- [Exercises]:
a) In Diane Meier's blog, who is the caterer for the launch party?
b) Carry on Diane Meier's blog about the countdown to her first novel's publication, picking up after its final sentence.

- [Passage given]:

:::::

Diane Meier

Diane Meier
 

Welcome to Diane’s Blog!

I’ll use this spot to chart what I enjoy and endorse, as we attempt to live a life of style in a culture of business and writing and art. And I hope you join me; share your own stories, insights and ideas about living a creatively expressive life.

Five Days and Counting Down

Saturday, March 27, 2010

Is “Nerves” an emotion? No matter. Mine are standing on end. If one more person says, This is a once in a lifetime moment! You only have a first novel launch once! I’ll just deck ‘em.

And this thing of being the center of attention. Good grief. Why do you think I chose a career where I could hold the spotlight on someone else?

We’re planning a launch party – I’m okay with some of it – the celebration of the book is a good thing. And the chance to share, with so many who made it possible, the solid sailing of this ship, is something I can get behind. I’ll get to shine a light on a few of the folks who should be credited – and that will please me very much.

Frank has just written a lovely little piece that the women's website WowOwow requested, as the first of their essays by celebrity 'husbands'. He points out the fact that at an event, I’m just fine as long as you give me a job to do. Play quiet cocktail-party piano in the background, is what I used to be asked to do at party after party–unpaid entertainment, okay, but it’s what I felt happiest doing, so everyone won. But passing the food, filling the glasses, cleaning the kitchen floor – all of those things I’d gladly do instead of standing at the center of the room, smiling, like a happy, confident center of attention.

So—come Wednesday night, when our office is filled with parrot tulips and we embellished the shirts of the wait-staff with our signature William Morris flowers, pulled directly from the beautiful cover of "The Season of Second Chances", and there are even tulip cookies to sweeten the fare; when the glasses are filled with Proseco and our 907 orange and fennel Vodka, and our wonderful, inventive caterer, Andrea Giardino, has cooked up delicious treats (that promise to be nothing like the things Teddy would have made), I might be just be found playing cocktail piano back in the corner – and maybe then – I’ll be in my real comfort zone.


Seven Days to Publication

Wednesday, March 24, 2010

The reviews (or idea of reviews), both good and bad, continue to make me shiver. I’ve just had one that essentially positioned The Season of Second Chances somewhere “between Jane Eyre and Bridget Jones”. And, given those two options, I suppose I would rather be somewhere in the middle.

:::::

- [Data excerpt]:
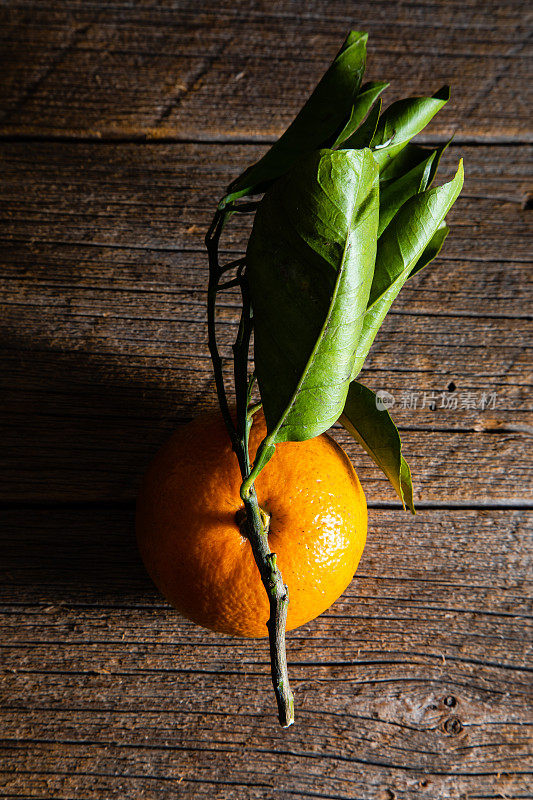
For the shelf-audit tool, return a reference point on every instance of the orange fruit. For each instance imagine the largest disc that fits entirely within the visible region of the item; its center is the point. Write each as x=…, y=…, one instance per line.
x=188, y=514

:::::

- [Results of the exercise]:
a) Andrea Giardino.

b)
The academic reviewer seemed to enjoy the book, though it appeared to me that she felt uncomfortable in liking it as much as she did. Some of her discomfort seemed to stem from the fact that all in The Season of Second Chances does not come to a bad end, as she suggests we’d find in “real literature” – like Madam Bovary, or in the fates of the heroines of Joy’s (and my) beloved Henry James. The idea, apparently being, that “bad ends” are the mark of real life – and/or authentic art.

There was a piece in the NY Times yesterday about a UK prize for Women Writers. In the text, the Orange Prize’s Chief Judge, Daisy Goodwin, complains about the dismal, discouraging and distressing themes that mark all of the manuscripts up for consideration of this award. The explanation, as given by another of the judges, is that the writers, anxious to separate their work from that of Chick-Lit, at least in the eyes of critics and academics, now feel compelled to create stories that are so dark and so very depressing, one can hardly find a reason for reading on. Goodwin says that she feels like slitting her wrists.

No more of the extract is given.